##### Listed records

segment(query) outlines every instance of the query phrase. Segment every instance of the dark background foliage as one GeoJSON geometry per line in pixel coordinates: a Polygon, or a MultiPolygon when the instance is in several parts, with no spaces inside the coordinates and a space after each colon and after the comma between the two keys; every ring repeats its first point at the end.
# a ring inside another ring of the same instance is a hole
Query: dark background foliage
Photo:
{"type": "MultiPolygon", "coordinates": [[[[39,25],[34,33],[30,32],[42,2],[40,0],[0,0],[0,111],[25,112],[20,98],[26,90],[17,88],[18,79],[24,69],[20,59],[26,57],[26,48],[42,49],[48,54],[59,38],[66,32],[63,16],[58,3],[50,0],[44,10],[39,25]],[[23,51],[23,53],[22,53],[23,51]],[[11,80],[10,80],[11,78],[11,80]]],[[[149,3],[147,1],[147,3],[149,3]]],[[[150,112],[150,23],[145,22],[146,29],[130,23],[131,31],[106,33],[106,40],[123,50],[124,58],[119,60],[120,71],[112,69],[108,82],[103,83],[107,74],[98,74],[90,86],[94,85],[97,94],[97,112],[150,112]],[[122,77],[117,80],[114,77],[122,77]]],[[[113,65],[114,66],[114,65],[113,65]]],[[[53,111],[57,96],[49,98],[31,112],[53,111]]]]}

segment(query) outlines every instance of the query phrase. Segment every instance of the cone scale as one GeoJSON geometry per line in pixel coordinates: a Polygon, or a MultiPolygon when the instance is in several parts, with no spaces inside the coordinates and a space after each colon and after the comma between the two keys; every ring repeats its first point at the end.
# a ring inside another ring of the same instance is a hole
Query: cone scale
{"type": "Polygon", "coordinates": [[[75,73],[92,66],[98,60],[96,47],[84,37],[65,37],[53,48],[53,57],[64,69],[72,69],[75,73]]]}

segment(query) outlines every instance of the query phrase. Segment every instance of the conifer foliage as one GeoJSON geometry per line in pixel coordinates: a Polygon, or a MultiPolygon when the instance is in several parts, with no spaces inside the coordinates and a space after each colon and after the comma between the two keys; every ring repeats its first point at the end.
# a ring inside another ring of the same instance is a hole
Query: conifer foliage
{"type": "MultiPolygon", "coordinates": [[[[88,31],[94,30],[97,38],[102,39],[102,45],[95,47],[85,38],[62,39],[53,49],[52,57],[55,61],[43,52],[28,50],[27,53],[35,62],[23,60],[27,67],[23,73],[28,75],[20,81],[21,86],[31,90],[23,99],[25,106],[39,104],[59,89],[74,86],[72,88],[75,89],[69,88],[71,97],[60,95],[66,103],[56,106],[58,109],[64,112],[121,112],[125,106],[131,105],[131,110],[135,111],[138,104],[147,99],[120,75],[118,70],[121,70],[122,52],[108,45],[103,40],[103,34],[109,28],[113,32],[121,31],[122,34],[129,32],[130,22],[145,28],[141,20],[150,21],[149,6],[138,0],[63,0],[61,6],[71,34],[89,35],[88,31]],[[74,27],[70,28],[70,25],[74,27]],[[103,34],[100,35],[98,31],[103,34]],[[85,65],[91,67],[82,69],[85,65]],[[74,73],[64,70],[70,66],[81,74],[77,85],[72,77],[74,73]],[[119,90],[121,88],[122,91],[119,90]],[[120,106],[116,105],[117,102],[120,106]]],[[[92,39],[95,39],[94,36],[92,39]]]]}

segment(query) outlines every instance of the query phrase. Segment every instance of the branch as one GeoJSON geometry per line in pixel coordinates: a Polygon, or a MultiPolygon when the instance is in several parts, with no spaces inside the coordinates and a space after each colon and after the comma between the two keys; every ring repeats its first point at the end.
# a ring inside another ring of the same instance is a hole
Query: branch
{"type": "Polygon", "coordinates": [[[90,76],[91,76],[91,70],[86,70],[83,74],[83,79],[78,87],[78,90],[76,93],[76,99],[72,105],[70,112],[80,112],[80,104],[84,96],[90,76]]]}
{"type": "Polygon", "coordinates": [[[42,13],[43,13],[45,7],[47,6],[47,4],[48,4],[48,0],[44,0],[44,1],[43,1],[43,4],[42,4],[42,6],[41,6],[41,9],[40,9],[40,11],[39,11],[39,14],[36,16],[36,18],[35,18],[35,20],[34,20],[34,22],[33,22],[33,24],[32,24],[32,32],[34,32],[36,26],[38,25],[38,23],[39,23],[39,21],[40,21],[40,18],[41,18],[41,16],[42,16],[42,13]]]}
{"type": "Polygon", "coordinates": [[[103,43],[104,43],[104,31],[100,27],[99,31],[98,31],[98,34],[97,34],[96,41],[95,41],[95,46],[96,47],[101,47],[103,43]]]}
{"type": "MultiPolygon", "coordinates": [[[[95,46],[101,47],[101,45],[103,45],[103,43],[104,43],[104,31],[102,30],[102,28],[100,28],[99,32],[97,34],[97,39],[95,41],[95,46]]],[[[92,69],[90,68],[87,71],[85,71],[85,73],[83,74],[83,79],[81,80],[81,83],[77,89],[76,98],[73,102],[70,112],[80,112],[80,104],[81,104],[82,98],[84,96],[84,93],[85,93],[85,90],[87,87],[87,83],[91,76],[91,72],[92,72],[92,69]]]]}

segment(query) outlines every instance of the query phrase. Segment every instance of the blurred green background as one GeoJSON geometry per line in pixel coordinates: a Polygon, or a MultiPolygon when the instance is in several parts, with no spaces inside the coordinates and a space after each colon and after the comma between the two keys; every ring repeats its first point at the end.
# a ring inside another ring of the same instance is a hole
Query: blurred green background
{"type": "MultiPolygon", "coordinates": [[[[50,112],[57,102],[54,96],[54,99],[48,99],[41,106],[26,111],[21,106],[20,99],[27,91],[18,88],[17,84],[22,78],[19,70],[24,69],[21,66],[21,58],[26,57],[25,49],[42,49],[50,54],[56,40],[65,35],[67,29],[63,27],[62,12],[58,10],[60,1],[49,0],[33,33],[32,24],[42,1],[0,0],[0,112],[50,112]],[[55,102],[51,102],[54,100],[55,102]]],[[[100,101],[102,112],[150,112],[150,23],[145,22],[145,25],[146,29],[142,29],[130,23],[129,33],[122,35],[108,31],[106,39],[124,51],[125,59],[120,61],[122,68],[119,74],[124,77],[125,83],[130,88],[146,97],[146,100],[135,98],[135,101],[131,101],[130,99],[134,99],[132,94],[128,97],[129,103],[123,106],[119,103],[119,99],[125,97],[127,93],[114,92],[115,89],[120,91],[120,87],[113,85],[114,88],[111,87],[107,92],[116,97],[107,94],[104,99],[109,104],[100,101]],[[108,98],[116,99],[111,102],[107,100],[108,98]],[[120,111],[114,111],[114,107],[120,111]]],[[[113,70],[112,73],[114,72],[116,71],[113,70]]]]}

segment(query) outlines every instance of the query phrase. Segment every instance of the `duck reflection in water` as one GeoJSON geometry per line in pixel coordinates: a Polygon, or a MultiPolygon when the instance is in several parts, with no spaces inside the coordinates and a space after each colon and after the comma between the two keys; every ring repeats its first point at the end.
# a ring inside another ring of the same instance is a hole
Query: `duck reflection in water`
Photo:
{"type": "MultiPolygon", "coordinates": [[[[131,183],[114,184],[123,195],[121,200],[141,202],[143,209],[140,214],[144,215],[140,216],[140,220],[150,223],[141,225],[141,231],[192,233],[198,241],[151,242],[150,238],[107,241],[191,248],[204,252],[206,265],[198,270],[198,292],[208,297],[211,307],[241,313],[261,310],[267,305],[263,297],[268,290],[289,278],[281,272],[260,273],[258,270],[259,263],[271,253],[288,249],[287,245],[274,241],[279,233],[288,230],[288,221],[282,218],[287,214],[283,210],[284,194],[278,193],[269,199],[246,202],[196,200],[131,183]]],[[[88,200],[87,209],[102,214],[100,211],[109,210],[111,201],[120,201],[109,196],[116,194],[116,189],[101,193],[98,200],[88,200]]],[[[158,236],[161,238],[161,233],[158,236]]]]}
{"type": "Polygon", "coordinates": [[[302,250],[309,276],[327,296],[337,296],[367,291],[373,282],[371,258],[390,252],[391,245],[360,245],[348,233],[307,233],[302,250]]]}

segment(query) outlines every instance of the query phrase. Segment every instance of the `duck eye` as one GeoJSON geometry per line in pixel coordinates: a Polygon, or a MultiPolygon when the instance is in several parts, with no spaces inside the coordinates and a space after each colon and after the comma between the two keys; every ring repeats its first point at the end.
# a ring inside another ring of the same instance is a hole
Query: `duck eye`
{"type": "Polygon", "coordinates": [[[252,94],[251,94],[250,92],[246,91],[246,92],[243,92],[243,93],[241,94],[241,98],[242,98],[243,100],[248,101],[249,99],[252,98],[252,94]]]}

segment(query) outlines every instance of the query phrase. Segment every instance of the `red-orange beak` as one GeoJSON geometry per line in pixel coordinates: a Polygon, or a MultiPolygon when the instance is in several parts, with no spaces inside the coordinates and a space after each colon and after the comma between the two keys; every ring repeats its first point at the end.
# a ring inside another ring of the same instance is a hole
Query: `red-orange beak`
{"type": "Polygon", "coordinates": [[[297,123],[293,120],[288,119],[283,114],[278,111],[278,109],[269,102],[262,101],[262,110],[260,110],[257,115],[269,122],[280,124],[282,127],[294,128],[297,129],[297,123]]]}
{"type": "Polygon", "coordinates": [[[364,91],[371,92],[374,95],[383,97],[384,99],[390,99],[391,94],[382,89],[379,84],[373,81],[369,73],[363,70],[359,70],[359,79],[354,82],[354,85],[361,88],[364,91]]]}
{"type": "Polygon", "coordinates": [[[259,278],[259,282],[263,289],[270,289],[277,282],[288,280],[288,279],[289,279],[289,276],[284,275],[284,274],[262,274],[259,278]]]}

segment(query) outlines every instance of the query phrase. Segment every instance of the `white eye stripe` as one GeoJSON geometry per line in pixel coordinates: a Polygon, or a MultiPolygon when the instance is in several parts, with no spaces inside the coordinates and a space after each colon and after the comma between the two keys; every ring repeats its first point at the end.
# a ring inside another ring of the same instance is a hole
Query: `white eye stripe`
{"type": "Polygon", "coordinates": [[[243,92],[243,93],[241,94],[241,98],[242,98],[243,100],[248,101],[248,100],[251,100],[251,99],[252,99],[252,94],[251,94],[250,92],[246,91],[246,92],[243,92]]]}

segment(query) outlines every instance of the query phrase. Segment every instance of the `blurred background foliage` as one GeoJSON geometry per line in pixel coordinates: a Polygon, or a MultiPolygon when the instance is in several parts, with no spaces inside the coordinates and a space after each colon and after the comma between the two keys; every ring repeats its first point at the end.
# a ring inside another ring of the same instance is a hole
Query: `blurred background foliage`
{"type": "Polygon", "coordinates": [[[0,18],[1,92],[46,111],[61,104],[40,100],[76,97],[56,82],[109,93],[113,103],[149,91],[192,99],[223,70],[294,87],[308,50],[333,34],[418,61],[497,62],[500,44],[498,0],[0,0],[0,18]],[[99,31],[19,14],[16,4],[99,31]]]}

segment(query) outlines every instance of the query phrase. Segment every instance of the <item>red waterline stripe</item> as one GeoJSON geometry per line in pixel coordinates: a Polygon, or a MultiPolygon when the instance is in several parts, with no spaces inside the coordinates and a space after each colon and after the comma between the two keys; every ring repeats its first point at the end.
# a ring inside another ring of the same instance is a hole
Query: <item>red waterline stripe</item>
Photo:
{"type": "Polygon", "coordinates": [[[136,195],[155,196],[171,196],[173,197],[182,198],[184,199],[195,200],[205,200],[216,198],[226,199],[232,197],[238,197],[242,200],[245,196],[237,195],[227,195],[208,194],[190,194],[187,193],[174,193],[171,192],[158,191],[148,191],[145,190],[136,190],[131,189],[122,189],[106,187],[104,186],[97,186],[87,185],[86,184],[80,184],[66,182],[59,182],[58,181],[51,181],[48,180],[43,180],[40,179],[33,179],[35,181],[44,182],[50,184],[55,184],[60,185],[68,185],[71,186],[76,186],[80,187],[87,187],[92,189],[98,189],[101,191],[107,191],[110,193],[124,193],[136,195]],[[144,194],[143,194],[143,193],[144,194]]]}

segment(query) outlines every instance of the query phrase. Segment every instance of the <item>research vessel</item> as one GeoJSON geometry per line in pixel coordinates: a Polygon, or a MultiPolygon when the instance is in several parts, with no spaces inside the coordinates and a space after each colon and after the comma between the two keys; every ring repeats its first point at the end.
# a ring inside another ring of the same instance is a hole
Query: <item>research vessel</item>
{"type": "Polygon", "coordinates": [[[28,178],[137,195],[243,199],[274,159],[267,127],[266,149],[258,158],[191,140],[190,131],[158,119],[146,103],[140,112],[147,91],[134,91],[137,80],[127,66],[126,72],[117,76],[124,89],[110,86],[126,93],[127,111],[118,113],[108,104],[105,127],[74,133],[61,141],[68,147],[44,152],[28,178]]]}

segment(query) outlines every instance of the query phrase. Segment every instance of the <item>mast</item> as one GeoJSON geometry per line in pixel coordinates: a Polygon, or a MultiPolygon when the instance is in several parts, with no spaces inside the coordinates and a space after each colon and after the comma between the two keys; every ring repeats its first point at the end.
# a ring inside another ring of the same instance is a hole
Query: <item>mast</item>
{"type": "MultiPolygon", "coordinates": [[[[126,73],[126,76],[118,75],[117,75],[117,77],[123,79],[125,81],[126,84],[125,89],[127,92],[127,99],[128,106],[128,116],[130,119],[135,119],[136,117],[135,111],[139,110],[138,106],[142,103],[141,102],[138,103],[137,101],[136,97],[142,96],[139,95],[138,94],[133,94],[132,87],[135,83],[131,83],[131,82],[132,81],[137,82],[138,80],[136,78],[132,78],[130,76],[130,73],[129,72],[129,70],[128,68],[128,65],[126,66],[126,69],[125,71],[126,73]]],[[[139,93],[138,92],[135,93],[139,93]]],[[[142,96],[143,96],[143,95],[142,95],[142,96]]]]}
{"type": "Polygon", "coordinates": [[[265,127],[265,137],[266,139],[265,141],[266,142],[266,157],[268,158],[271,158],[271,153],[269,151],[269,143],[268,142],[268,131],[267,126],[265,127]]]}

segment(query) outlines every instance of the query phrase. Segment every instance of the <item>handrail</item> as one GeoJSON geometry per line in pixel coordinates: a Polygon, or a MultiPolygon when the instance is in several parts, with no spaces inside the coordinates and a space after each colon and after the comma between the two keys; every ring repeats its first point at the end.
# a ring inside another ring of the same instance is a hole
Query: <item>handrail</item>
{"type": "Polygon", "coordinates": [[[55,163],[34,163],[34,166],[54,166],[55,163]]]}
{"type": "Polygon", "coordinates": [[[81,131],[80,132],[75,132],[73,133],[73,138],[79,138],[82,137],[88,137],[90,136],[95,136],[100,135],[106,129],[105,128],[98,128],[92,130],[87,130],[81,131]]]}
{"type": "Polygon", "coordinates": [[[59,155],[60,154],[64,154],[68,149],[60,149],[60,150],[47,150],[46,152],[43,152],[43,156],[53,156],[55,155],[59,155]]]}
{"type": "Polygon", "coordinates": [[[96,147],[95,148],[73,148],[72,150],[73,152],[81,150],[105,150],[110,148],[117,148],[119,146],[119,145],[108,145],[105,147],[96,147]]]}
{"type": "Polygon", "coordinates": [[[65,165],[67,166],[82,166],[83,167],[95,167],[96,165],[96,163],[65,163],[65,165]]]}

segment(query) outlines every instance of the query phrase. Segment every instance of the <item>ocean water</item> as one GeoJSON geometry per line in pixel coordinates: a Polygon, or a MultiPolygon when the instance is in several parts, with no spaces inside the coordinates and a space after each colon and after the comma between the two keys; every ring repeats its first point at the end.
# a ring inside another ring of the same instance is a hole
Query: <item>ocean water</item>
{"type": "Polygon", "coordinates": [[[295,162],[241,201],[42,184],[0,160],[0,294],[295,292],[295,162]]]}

##########

Write out, word for word, the lines that begin at the one containing "of the <item>ocean" and end with the final line of the entries.

segment(query) outlines every instance of the query phrase. Segment every instance of the <item>ocean water</item> as one GeoJSON geometry per line in pixel coordinates: a Polygon, or a MultiPolygon when the instance is in several parts, with no spaces inside the coordinates and a space after each colon and after the comma between the two keys; every ring repeats its first point at the end.
# a ring inside another ring of the same instance is a hole
Query: <item>ocean water</item>
{"type": "Polygon", "coordinates": [[[295,162],[241,201],[42,184],[0,160],[0,294],[295,292],[295,162]]]}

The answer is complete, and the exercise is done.